- [EXCERPT PROVIDED]:
--------

Early in this study, Arupon Natarajan explains how he came upon his topic: “Ich komme aus einem indischen Bundesstaat, dem Tamilnadu […] wo die Menschen sehr sprachbewusst sind” (5). Immediately one senses an affinity for the object of his study, the multicultural writer and linguistically gifted thinker Elias Canetti. Like numerous poststructuralist studies, this one possesses an openly autobiographical approach, which again would seem in the spirit of so much of Canetti’s work. The book contains numerous and diverse chapters on places and cultures that to a considerable extent mirror Canetti’s own wide-ranging interests, writing, and travel: America, Morocco, England, Switzerland, Austria, Germany, China, and India, not to mention Judaism qua religion and the Ladino and Hebrew languages.

--------

- [SET PROBLEM 1]: According to the review excerpt, which Indian state does Arupon Natarajan come from?
- [SET PROBLEM 2]: In the records, recast the part that opens with the line containing "Identify the position of each instance of the purple" and closes with the line containing "[(476, 487), (644, 445), (314, 449), (629, 530)]" as a JSON list of strings, one string per line, leaving out blank lines and the picture.
The records have no connection to the review excerpt.

- [DATA SHOWN]:
--------

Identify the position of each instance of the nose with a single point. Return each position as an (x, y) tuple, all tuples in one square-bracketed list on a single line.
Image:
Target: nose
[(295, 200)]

--------

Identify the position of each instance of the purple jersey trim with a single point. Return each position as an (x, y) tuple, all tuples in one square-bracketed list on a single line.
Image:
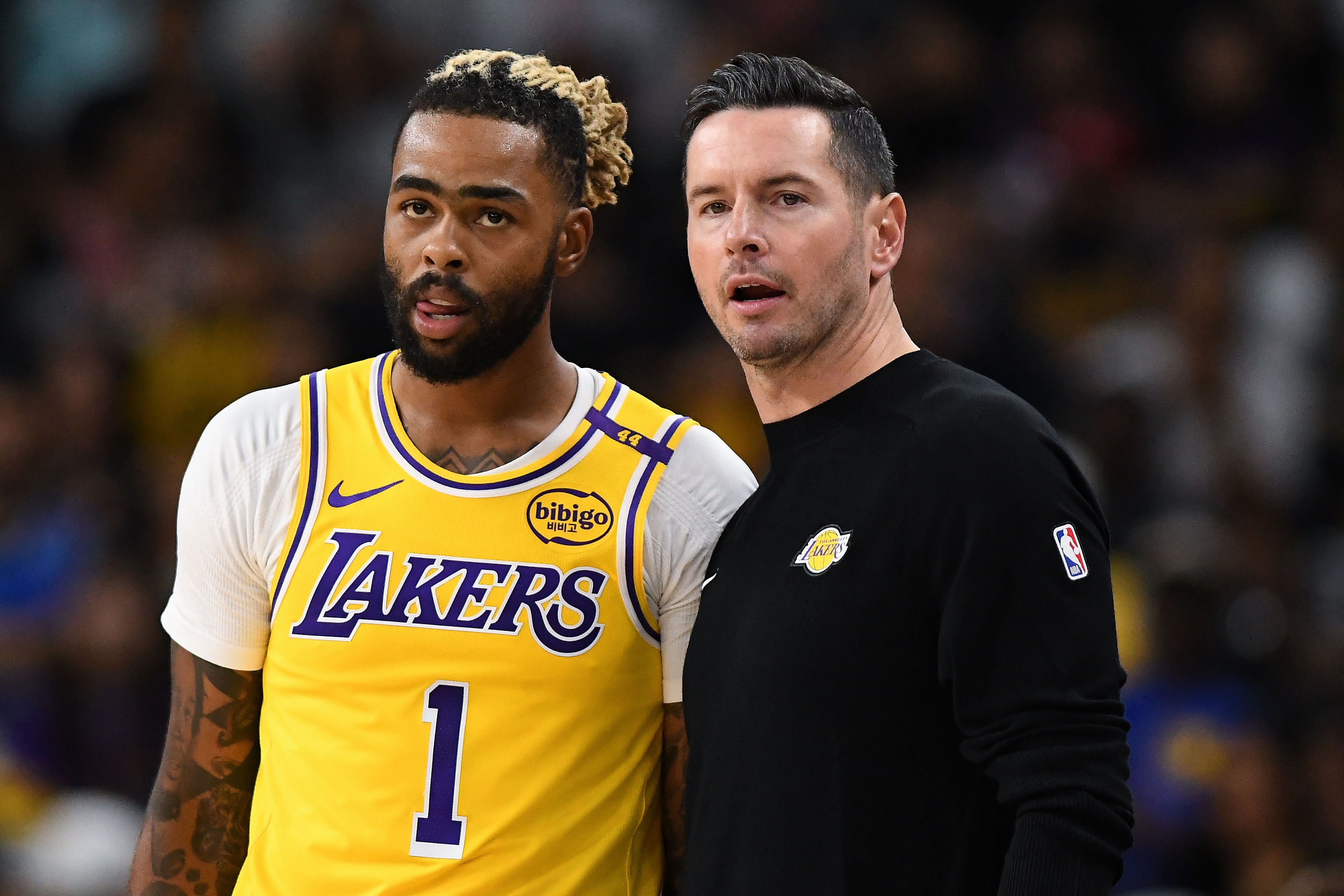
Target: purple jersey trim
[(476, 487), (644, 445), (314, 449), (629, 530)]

--------

- [OUTPUT 1]: Tamilnadu.

- [OUTPUT 2]:
[
  "Identify the position of each instance of the purple jersey trim with a single point. Return each position as an (x, y) tuple, all tuples in one square-bracketed list on a single line.",
  "Image:",
  "Target: purple jersey trim",
  "[(476, 487), (644, 445), (314, 449), (629, 530)]"
]